Rewrite the entries below as a Markdown table with the columns Row and Line. Number each line in Row and skip any blank lines.

[Records in a dataset]
-=-=-
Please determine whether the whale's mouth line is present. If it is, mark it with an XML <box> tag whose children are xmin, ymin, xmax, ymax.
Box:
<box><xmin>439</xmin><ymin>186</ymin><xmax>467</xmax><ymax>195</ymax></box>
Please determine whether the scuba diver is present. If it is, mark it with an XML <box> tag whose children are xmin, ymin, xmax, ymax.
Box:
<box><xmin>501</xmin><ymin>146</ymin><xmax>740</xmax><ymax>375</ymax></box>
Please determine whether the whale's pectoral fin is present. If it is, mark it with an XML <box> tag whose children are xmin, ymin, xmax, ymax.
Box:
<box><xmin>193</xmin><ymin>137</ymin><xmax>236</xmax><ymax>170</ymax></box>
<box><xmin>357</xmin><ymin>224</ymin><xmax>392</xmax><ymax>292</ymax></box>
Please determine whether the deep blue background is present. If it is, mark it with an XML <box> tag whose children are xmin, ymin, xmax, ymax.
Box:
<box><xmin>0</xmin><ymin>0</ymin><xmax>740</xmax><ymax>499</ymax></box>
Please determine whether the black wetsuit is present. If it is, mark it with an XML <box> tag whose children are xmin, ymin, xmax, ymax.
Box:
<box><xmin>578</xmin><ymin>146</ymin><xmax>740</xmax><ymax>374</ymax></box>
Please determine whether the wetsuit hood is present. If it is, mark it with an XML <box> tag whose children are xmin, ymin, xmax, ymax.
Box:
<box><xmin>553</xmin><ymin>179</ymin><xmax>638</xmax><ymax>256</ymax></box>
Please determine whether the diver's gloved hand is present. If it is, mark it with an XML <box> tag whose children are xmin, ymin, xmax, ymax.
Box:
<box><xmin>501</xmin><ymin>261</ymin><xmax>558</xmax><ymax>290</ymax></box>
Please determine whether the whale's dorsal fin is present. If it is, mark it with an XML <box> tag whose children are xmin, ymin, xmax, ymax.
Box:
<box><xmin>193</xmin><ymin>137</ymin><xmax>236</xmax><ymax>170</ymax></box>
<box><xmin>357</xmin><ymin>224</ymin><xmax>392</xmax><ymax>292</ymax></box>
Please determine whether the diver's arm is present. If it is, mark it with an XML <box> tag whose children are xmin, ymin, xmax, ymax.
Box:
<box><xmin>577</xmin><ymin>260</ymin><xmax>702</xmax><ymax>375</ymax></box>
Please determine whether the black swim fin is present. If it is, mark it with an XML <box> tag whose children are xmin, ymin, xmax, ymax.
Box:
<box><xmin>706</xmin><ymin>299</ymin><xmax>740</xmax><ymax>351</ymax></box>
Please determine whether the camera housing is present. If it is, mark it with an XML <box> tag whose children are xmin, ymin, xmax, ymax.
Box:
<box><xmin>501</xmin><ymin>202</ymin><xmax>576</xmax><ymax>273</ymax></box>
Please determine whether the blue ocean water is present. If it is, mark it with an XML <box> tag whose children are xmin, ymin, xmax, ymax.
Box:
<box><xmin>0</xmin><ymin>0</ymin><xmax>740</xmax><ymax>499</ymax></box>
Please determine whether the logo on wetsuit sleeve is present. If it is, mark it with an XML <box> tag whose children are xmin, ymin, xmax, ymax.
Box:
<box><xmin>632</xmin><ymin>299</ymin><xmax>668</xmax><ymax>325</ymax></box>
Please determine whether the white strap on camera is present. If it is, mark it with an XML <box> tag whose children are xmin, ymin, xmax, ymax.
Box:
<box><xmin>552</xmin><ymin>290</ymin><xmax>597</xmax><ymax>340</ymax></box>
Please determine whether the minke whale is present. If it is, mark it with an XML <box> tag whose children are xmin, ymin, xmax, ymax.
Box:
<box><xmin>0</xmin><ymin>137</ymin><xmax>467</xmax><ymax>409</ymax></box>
-=-=-
Correct response:
| Row | Line |
|---|---|
| 1 | Please determine whether the whale's mouth line is present. If it is, mark it with an XML <box> tag whose children are xmin, ymin, xmax, ymax. |
| 2 | Box: |
| 3 | <box><xmin>439</xmin><ymin>186</ymin><xmax>467</xmax><ymax>195</ymax></box> |
| 4 | Please determine whether the scuba diver is present. If it is, mark it with an XML <box> tag whose children are xmin, ymin, xmax, ymax. |
| 5 | Box: |
| 6 | <box><xmin>501</xmin><ymin>146</ymin><xmax>740</xmax><ymax>375</ymax></box> |
| 7 | Please determine whether the whale's pectoral fin is present. If it is, mark it with an XML <box> tag whose children are xmin, ymin, xmax, ymax. |
| 8 | Box: |
| 9 | <box><xmin>193</xmin><ymin>137</ymin><xmax>236</xmax><ymax>170</ymax></box> |
| 10 | <box><xmin>357</xmin><ymin>224</ymin><xmax>392</xmax><ymax>292</ymax></box> |
| 11 | Please determine whether the deep blue background is present. If it is, mark it with an XML <box> tag whose children are xmin, ymin, xmax, ymax. |
| 12 | Box: |
| 13 | <box><xmin>0</xmin><ymin>0</ymin><xmax>740</xmax><ymax>499</ymax></box> |
| 14 | Please determine whether the black wetsuit is present. If it is, mark it with an XML <box> tag whose children are xmin, ymin, xmax, ymax. |
| 15 | Box: |
| 16 | <box><xmin>578</xmin><ymin>146</ymin><xmax>740</xmax><ymax>374</ymax></box> |
| 17 | Please determine whether the wetsuit hood is present. If it is, mark it with an XML <box> tag whose children are xmin, ymin, xmax, ymax. |
| 18 | Box: |
| 19 | <box><xmin>553</xmin><ymin>179</ymin><xmax>638</xmax><ymax>256</ymax></box> |
| 20 | Please determine whether the diver's gloved hand is present. If it is, mark it with an XML <box> tag whose children are xmin, ymin, xmax, ymax. |
| 21 | Box: |
| 22 | <box><xmin>501</xmin><ymin>261</ymin><xmax>558</xmax><ymax>290</ymax></box> |
| 23 | Please determine whether the whale's dorsal fin is present. If it is, mark it with an XML <box> tag whose children are xmin, ymin, xmax, ymax. |
| 24 | Box: |
| 25 | <box><xmin>193</xmin><ymin>137</ymin><xmax>236</xmax><ymax>170</ymax></box> |
| 26 | <box><xmin>357</xmin><ymin>224</ymin><xmax>392</xmax><ymax>292</ymax></box> |
| 27 | Please determine whether the diver's arm is present. If it is, mark it with an XML <box> tag whose children are xmin, ymin, xmax, ymax. |
| 28 | Box: |
| 29 | <box><xmin>577</xmin><ymin>260</ymin><xmax>702</xmax><ymax>375</ymax></box> |
| 30 | Please determine whether the black swim fin is present. If it is, mark it with an XML <box> tag whose children are xmin, ymin, xmax, ymax. |
| 31 | Box: |
| 32 | <box><xmin>706</xmin><ymin>299</ymin><xmax>740</xmax><ymax>351</ymax></box> |
| 33 | Please determine whether the camera housing is present. If it is, mark it with an XML <box> tag whose children are xmin, ymin, xmax, ymax. |
| 34 | Box: |
| 35 | <box><xmin>501</xmin><ymin>202</ymin><xmax>576</xmax><ymax>273</ymax></box> |
| 36 | Please determine whether the blue ocean water is present. If it is, mark it with an XML <box> tag whose children are xmin, ymin, xmax, ymax. |
| 37 | Box: |
| 38 | <box><xmin>0</xmin><ymin>0</ymin><xmax>740</xmax><ymax>499</ymax></box> |
| 39 | Please determine whether the logo on wetsuit sleeve is present. If it is, mark it with an XML <box> tag whose children are xmin, ymin, xmax, ymax. |
| 40 | Box: |
| 41 | <box><xmin>632</xmin><ymin>299</ymin><xmax>668</xmax><ymax>325</ymax></box> |
| 42 | Please determine whether the white strap on camera is present. If it is, mark it with an XML <box> tag whose children are xmin, ymin, xmax, ymax. |
| 43 | Box: |
| 44 | <box><xmin>552</xmin><ymin>290</ymin><xmax>597</xmax><ymax>340</ymax></box> |
| 45 | Please determine whether the minke whale is present. If it is, mark it with an XML <box> tag whose children are xmin, ymin, xmax, ymax. |
| 46 | Box: |
| 47 | <box><xmin>0</xmin><ymin>137</ymin><xmax>467</xmax><ymax>409</ymax></box> |